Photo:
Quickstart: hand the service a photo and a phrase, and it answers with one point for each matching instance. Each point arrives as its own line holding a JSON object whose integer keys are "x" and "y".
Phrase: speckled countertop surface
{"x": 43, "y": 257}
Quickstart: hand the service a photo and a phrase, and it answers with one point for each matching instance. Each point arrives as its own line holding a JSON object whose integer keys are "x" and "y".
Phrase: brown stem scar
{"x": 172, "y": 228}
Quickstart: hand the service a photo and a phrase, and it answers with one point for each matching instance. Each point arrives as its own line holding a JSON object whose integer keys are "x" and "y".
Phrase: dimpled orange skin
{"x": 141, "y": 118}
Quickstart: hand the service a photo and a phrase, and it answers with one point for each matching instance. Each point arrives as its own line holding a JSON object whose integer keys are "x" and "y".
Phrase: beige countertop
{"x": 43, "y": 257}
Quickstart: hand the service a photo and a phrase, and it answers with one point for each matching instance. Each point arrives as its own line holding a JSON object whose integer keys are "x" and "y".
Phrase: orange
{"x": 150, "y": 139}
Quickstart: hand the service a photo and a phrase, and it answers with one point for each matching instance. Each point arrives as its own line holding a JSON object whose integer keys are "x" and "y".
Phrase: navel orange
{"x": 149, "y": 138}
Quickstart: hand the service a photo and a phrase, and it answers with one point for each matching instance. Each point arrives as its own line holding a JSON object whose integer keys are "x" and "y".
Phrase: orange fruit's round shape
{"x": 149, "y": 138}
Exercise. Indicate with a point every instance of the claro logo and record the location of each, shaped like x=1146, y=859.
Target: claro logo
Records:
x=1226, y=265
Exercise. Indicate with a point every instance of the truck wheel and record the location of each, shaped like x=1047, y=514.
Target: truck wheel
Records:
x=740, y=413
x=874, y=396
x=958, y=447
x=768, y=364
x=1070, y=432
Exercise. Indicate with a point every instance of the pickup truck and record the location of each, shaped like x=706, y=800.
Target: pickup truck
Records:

-.-.-

Problem to work on -
Precisely the line with "Target: truck wheel" and the lines after it, up to the last line of the entries above, are to be reproduced, and nothing more.

Written solution -
Target: truck wheel
Records:
x=740, y=413
x=874, y=396
x=958, y=447
x=768, y=364
x=1070, y=432
Exercise. Indicate with a point every instance of the pickup truck and record the location of each, shaped like x=706, y=800.
Target: pickup truck
Records:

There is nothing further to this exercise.